**Stated problem:**
Retype the proper-time passage verbatim, everything from "and the elapsed" down to "time dilation formula).".

**Page:**

· · ·

Agree with @PeroK. It is true that the Lorentz gamma factor of something doing ##v## is the same however the object attained that speed. But that means that, working in an inertial frame, the elapsed time for an object during coordinate time ##T## is $$\int_0^T\frac{dt}{\gamma(t)}$$which is obviously not the same for an object where ##\gamma(t)## is a constant and where ##\gamma(t)=\sqrt{1-(at/c)^2}##.
 
If a rocket with constant proper acceleration (magnitude ##\alpha##) starts from rest, then after a duration ##c \Delta t## of a qualifying inertial observer's coordinate time (qualifying here means that the rocket's motion is rectilinear), the final rapidity of the rocket in that frame is:

##\phi = \sinh^{-1}\left( ( \alpha / c^2) c \Delta t \right)##,

and the elapsed proper time for the rocket is:

##c \Delta \tau_{accelerating} = \dfrac{\phi}{ \alpha / c^2} ##

(see here).

If a second inertial rocket were moving with the first rocket's final rapidity ##\phi## for that same duration of observer coordinate time ##c \Delta t##, its elapsed proper time would be less:

##c \Delta \tau_{inertial} = \dfrac{c \Delta t}{\cosh \phi}##

(that's just the time dilation formula).

· · ·

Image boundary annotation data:
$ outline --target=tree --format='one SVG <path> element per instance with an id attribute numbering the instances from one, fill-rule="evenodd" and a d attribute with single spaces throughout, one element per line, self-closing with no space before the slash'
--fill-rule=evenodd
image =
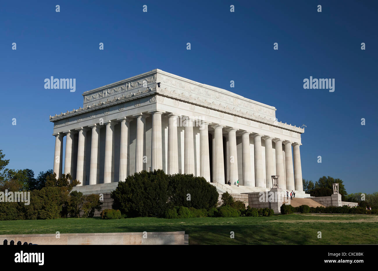
<path id="1" fill-rule="evenodd" d="M 302 179 L 303 185 L 303 191 L 307 194 L 309 194 L 310 191 L 315 188 L 315 184 L 312 180 Z"/>
<path id="2" fill-rule="evenodd" d="M 74 190 L 70 193 L 68 211 L 71 217 L 80 217 L 81 207 L 84 202 L 84 196 L 81 192 Z"/>
<path id="3" fill-rule="evenodd" d="M 345 197 L 348 195 L 345 187 L 342 183 L 342 180 L 341 179 L 335 179 L 329 176 L 326 177 L 323 176 L 319 178 L 319 180 L 315 183 L 315 188 L 321 188 L 325 187 L 332 189 L 332 184 L 336 183 L 339 184 L 339 193 L 341 194 L 342 197 L 343 197 L 343 200 L 345 200 Z"/>
<path id="4" fill-rule="evenodd" d="M 85 197 L 85 202 L 83 205 L 82 210 L 84 217 L 93 217 L 96 211 L 101 211 L 102 202 L 100 201 L 100 196 L 96 194 L 91 194 Z"/>
<path id="5" fill-rule="evenodd" d="M 34 177 L 29 178 L 28 182 L 29 190 L 31 191 L 36 189 L 40 190 L 45 187 L 47 176 L 53 174 L 53 173 L 52 169 L 49 169 L 46 171 L 40 171 L 39 174 L 36 179 Z"/>

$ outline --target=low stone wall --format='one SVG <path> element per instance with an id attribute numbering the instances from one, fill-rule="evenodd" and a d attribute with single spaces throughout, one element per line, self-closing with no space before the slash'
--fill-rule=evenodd
<path id="1" fill-rule="evenodd" d="M 244 205 L 245 205 L 246 207 L 248 206 L 249 202 L 248 194 L 237 194 L 233 193 L 230 193 L 229 194 L 235 200 L 240 200 L 243 202 L 244 203 Z M 218 198 L 218 202 L 222 203 L 222 195 L 223 194 L 223 193 L 219 193 L 219 196 Z"/>
<path id="2" fill-rule="evenodd" d="M 146 233 L 145 233 L 145 234 Z M 110 233 L 66 233 L 52 234 L 0 235 L 0 243 L 6 239 L 37 245 L 188 245 L 184 231 Z M 143 238 L 144 236 L 147 238 Z"/>
<path id="3" fill-rule="evenodd" d="M 357 202 L 341 202 L 343 205 L 349 205 L 349 207 L 352 208 L 352 207 L 355 207 L 358 205 Z"/>
<path id="4" fill-rule="evenodd" d="M 331 197 L 311 197 L 310 198 L 325 207 L 332 206 L 332 199 Z"/>

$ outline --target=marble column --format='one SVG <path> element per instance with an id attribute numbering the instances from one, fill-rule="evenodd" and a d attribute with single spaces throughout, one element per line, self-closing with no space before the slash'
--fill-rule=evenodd
<path id="1" fill-rule="evenodd" d="M 151 148 L 151 170 L 162 169 L 163 150 L 161 139 L 161 114 L 163 112 L 152 113 L 152 135 Z"/>
<path id="2" fill-rule="evenodd" d="M 116 123 L 109 121 L 105 123 L 105 166 L 104 171 L 104 183 L 114 182 L 114 126 Z"/>
<path id="3" fill-rule="evenodd" d="M 98 183 L 100 179 L 100 128 L 98 124 L 90 125 L 92 129 L 91 143 L 91 165 L 89 184 Z"/>
<path id="4" fill-rule="evenodd" d="M 54 172 L 57 178 L 62 177 L 63 157 L 63 136 L 60 133 L 54 135 L 55 136 L 55 151 L 54 156 Z"/>
<path id="5" fill-rule="evenodd" d="M 224 185 L 225 164 L 223 161 L 223 126 L 219 125 L 212 126 L 214 128 L 214 170 L 213 171 L 213 182 Z"/>
<path id="6" fill-rule="evenodd" d="M 210 155 L 209 152 L 209 123 L 203 123 L 200 126 L 200 176 L 210 182 Z"/>
<path id="7" fill-rule="evenodd" d="M 302 180 L 302 168 L 301 164 L 301 153 L 299 152 L 300 143 L 293 144 L 293 151 L 294 158 L 294 183 L 295 190 L 297 191 L 303 191 L 303 180 Z"/>
<path id="8" fill-rule="evenodd" d="M 71 165 L 72 160 L 72 142 L 73 141 L 74 133 L 69 131 L 66 134 L 66 153 L 64 157 L 64 174 L 71 175 Z"/>
<path id="9" fill-rule="evenodd" d="M 253 135 L 254 140 L 255 152 L 255 186 L 257 187 L 266 187 L 264 181 L 264 163 L 262 159 L 262 148 L 261 147 L 261 137 L 262 135 L 255 134 Z"/>
<path id="10" fill-rule="evenodd" d="M 127 177 L 129 163 L 129 145 L 130 138 L 130 121 L 126 117 L 117 120 L 121 126 L 121 151 L 119 153 L 119 182 L 124 182 Z"/>
<path id="11" fill-rule="evenodd" d="M 185 134 L 184 165 L 185 174 L 194 175 L 194 144 L 193 141 L 193 120 L 186 117 L 185 120 Z"/>
<path id="12" fill-rule="evenodd" d="M 278 175 L 278 187 L 285 190 L 286 188 L 286 176 L 285 174 L 285 165 L 284 164 L 284 152 L 282 151 L 282 141 L 279 139 L 273 140 L 276 143 L 276 175 Z"/>
<path id="13" fill-rule="evenodd" d="M 229 178 L 231 183 L 234 184 L 239 179 L 239 173 L 237 168 L 237 153 L 236 151 L 237 129 L 230 128 L 227 129 L 227 131 L 228 133 L 228 148 L 229 157 L 227 164 L 228 165 Z"/>
<path id="14" fill-rule="evenodd" d="M 276 165 L 273 161 L 273 147 L 272 146 L 272 139 L 273 139 L 269 136 L 265 136 L 263 138 L 265 140 L 266 188 L 271 188 L 273 187 L 271 176 L 276 175 Z"/>
<path id="15" fill-rule="evenodd" d="M 84 185 L 85 184 L 85 145 L 87 145 L 87 131 L 88 129 L 80 127 L 76 129 L 79 131 L 76 179 L 81 183 L 78 185 L 78 186 Z"/>
<path id="16" fill-rule="evenodd" d="M 284 141 L 285 166 L 286 168 L 286 187 L 288 190 L 295 190 L 295 186 L 294 185 L 294 171 L 293 168 L 293 154 L 291 151 L 291 144 L 292 142 L 290 141 Z"/>
<path id="17" fill-rule="evenodd" d="M 168 115 L 168 174 L 178 173 L 178 150 L 177 142 L 177 119 L 178 116 Z"/>
<path id="18" fill-rule="evenodd" d="M 244 185 L 254 186 L 255 183 L 252 179 L 251 163 L 251 147 L 249 144 L 250 133 L 244 132 L 242 134 L 242 157 L 243 157 L 243 181 Z"/>
<path id="19" fill-rule="evenodd" d="M 139 114 L 136 117 L 136 146 L 135 150 L 135 172 L 143 170 L 143 144 L 146 116 Z"/>

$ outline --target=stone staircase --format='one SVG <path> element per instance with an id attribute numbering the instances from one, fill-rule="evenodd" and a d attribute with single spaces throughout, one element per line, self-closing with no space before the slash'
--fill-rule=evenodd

· · ·

**Answer below:**
and the elapsed proper time for the rocket is:

##c \Delta \tau_{accelerating} = \dfrac{\phi}{ \alpha / c^2} ##

(see here).

If a second inertial rocket were moving with the first rocket's final rapidity ##\phi## for that same duration of observer coordinate time ##c \Delta t##, its elapsed proper time would be less:

##c \Delta \tau_{inertial} = \dfrac{c \Delta t}{\cosh \phi}##

(that's just the time dilation formula).